Sorry, I don't agree, mainly because when people make this sort of argument
it's always with the present-centric assertion that Beethoven (or Bach, or
anybody else for that matter) would always prefer "modern" instruments of
"our" time.  I'm sure that many people said the same thing in the
mid-1800s, or the late 1800s, or the early 1900s, ad naus.

And, if we're going to be resurrecting dead composers (even ones who
were famously deaf in their lifetimes) to get their opinions of "modern"
instruments, who's to say they can't already know what sorts of instruments
people will be playing 100 years from now, and prefer those? Perhaps
Beethoven, being deaf, would just as soon prefer 22nd Century direct-brain
electronic implants to generate the "sounds" he considers ideal.

My own feeling is that in the grand scheme of time, today's "modern"

#### [Stated task]
Please print the passage above about composers and modern instruments from "And, if we're" to "he considers ideal.", word for word.

#### [Source material]
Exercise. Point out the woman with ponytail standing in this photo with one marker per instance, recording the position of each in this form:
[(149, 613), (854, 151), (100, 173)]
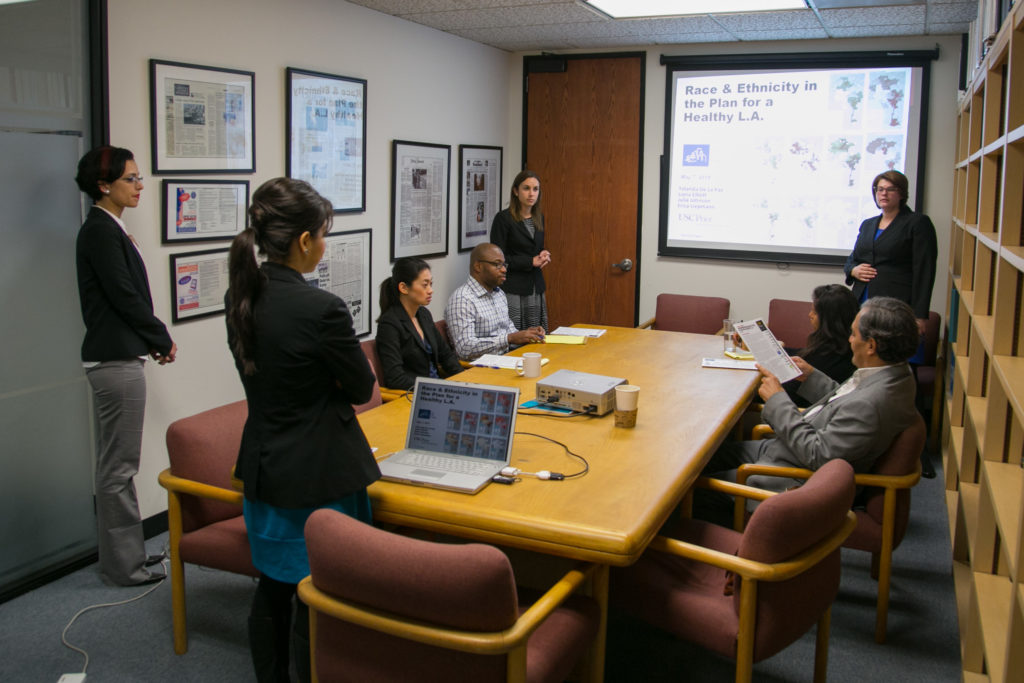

#### [Correct output]
And, if we're going to be resurrecting dead composers (even ones who
were famously deaf in their lifetimes) to get their opinions of "modern"
instruments, who's to say they can't already know what sorts of instruments
people will be playing 100 years from now, and prefer those? Perhaps
Beethoven, being deaf, would just as soon prefer 22nd Century direct-brain
electronic implants to generate the "sounds" he considers ideal.